### TEXT PROVIDED:

"""

And then that brings us into the present day. Today, I am very, very torn about roadwork, very torn about performing. I’m torn about it because, partly because if I was working as a solo performer, I would certainly perform all the songs that I’ve had success with from my solo albums, but I think I would perform a lot of other stuff as well. And one of the problems that we have with the Who is, Roger always says when he’s putting a list together, “Pete, we haven’t got time to play all of the really good songs that you’ve written in your life.” And so we do long shows. They’re arduous, physically — but fulfilling. And I find it very easy. We’re (performing) with an orchestra at the moment, and I find that makes things even easier for me. I know exactly when to shoot with both barrels, and the rest of the time I can just play off the band. And some of the contradictions that fans may (know about), when I’ve actually gone so far as to say, “Oh, I hate fucking touring,” it will be about really be about me wanting to be at home. And when I say home, I don’t really mean home. I mean studio. [Laughs.] … And so it’s just about being away from my place of work. I feel divided, because I feel that the creative work that I get involved with on the road is about spending a lot of time waiting, waiting, waiting, traveling, waiting, waiting, going on stage and having maybe 10 to 15 minutes of expressive, creative guitar. Sometimes it’s great. And some, because I put my finger on the neck and it’s in the wrong fucking place. [Laughs.] I just like being at home, in my studio, with my wife (Rachel Fuller), who’s also a musician and understands everything that I want to do with my life as a creative.
But you say something toward the end of the audio piece, that there’s something that feels part of the greater good about it for you. And that it has to do with being at a period of life that a lot of the fans are also in that period of life, where you know it is inspirational for them.

"""

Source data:
"""

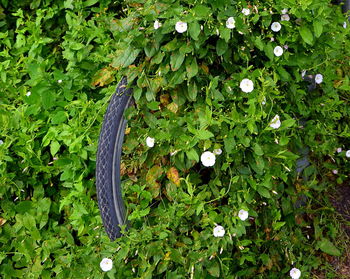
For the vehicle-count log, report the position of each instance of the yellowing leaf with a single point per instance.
(2, 221)
(103, 77)
(173, 175)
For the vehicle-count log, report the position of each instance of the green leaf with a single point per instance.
(48, 99)
(192, 155)
(214, 269)
(258, 43)
(328, 247)
(306, 34)
(192, 91)
(230, 144)
(201, 11)
(204, 134)
(318, 28)
(287, 123)
(194, 30)
(277, 225)
(192, 68)
(125, 57)
(88, 3)
(221, 47)
(176, 60)
(54, 147)
(268, 49)
(258, 150)
(59, 117)
(153, 105)
(285, 76)
(263, 192)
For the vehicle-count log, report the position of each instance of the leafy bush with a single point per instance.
(225, 77)
(60, 62)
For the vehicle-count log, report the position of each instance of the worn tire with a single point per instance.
(108, 183)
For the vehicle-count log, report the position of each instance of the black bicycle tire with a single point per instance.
(108, 182)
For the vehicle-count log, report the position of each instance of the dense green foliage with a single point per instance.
(70, 54)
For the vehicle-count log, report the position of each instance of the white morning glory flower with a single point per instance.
(208, 159)
(219, 231)
(150, 141)
(318, 78)
(246, 85)
(278, 51)
(246, 11)
(181, 26)
(243, 214)
(157, 24)
(276, 26)
(295, 273)
(285, 17)
(230, 23)
(106, 264)
(275, 122)
(347, 154)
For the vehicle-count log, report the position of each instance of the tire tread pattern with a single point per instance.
(104, 161)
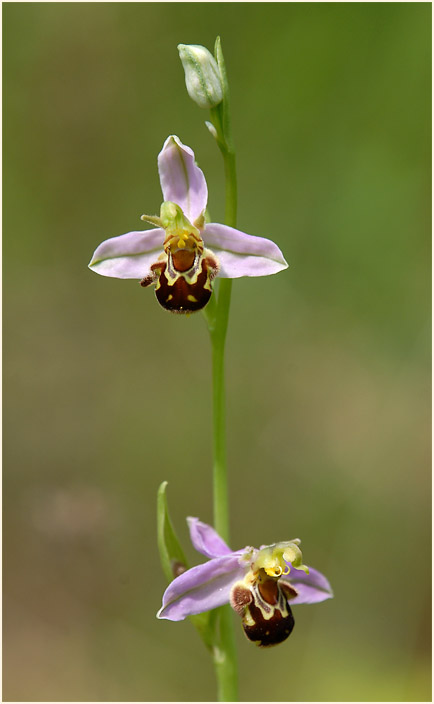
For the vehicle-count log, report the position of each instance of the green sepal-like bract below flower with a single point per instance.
(184, 254)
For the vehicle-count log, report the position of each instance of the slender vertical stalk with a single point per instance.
(225, 656)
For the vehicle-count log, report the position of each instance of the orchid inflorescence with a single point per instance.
(184, 253)
(261, 585)
(182, 256)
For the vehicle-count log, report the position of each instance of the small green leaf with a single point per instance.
(173, 558)
(171, 553)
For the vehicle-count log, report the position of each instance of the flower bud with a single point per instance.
(202, 76)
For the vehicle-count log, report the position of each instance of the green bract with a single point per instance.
(202, 76)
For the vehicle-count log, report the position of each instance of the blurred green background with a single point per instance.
(106, 395)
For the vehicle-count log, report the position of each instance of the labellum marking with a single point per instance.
(262, 603)
(183, 279)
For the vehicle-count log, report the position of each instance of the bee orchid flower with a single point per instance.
(183, 254)
(261, 584)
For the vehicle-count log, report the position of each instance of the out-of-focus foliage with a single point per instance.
(328, 363)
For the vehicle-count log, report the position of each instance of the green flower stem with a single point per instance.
(225, 655)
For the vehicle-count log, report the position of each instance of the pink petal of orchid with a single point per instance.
(182, 181)
(128, 256)
(240, 254)
(201, 588)
(312, 587)
(205, 539)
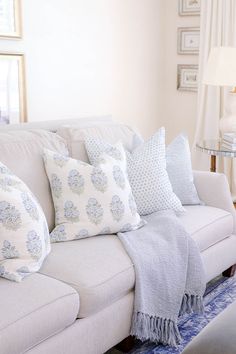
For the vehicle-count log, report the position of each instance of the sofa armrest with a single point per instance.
(213, 190)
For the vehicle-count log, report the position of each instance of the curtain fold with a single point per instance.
(218, 28)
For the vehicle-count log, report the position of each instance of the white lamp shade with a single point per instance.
(221, 67)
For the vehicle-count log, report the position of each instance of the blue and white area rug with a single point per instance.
(219, 294)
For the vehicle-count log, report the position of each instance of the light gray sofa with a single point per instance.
(81, 301)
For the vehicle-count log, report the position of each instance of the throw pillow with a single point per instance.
(24, 235)
(90, 200)
(147, 173)
(179, 168)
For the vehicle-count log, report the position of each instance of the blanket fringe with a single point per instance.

"""

### ACTIVITY:
Swap "audio piece" for "radio segment" and write out everything in the interview excerpt from "But you say" down to "inspirational for them.". You can do without the source data.

### TASK RESPONSE:
But you say something toward the end of the radio segment, that there’s something that feels part of the greater good about it for you. And that it has to do with being at a period of life that a lot of the fans are also in that period of life, where you know it is inspirational for them.